### [Task requirements]
The lines from the start of the records through the one containing "Target | dark hardwood floor" are to be transcribed exactly, and nothing else.

· · · · ·

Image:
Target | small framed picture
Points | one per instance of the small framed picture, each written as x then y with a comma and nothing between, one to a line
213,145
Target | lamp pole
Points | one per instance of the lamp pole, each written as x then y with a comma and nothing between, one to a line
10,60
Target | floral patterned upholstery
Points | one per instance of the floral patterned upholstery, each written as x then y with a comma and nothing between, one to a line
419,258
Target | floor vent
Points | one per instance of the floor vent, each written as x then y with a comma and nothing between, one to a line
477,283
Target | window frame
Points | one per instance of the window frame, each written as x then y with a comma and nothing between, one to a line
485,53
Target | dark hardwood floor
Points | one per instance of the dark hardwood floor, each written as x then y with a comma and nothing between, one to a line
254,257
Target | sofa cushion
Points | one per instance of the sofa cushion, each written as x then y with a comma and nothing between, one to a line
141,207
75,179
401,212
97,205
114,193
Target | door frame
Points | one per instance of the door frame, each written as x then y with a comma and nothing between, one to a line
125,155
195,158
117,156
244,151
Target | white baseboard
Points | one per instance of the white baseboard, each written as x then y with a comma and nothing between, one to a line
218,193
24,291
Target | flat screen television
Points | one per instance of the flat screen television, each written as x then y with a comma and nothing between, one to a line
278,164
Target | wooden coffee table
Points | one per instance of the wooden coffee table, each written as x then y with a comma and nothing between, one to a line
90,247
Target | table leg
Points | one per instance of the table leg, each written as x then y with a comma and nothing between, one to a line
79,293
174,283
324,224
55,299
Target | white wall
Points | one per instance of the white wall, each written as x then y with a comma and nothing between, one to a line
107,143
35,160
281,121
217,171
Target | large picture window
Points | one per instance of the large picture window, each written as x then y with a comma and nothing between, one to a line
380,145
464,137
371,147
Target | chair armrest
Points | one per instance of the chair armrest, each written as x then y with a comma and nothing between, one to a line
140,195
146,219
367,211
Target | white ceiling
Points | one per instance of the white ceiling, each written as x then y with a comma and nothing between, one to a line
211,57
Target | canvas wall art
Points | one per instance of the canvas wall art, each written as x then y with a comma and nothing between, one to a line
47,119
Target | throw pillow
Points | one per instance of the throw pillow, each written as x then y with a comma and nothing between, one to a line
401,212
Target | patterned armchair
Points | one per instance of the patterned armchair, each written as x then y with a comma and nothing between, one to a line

· · · · ·

### [Exercise result]
Image:
Target | small framed picture
Points | one per instance of the small framed picture, each written as x then y with a comma and nothing between, one to a line
213,145
Target | lamp pole
Points | one per instance of the lamp pole, each written as x then y with a comma and nothing between, one to a line
10,60
Target | floral patterned upholstery
Points | one per instance of the floral patterned upholstery, each written as x then y with a comma and nothing between, one to a line
419,258
Target | floor vent
Points | one per instance of the floor vent, each written as x then y with a comma and nothing between, one to a line
477,283
Target | window frame
Points | one per instance of the window frame, each written as x then y with a comma and nothing between, one to a line
485,53
Target | dark hardwood floor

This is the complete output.